TASK OBJECTIVE => All entries below must be output word for word, and the pictures left behind.

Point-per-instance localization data
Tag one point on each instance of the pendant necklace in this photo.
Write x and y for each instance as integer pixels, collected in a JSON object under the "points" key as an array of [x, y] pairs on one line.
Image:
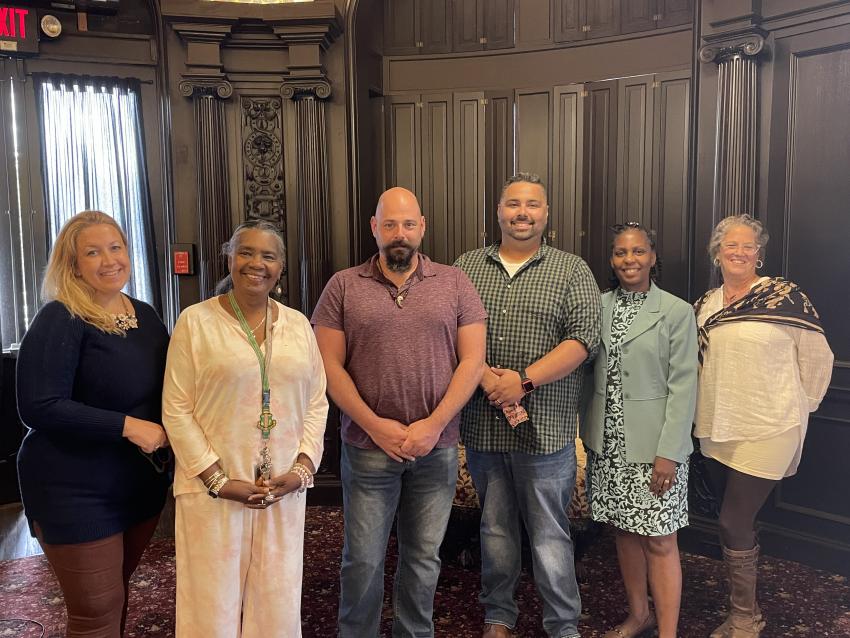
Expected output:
{"points": [[125, 320], [266, 422]]}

RESPONSE AREA =>
Tag one point on each instance of the pendant necklace in this photo.
Write x and y for each instance as integer pixels, collected in a JSON object under the "points" key as an array of [x, y] pairs on one line.
Image:
Expected output:
{"points": [[125, 320], [266, 422]]}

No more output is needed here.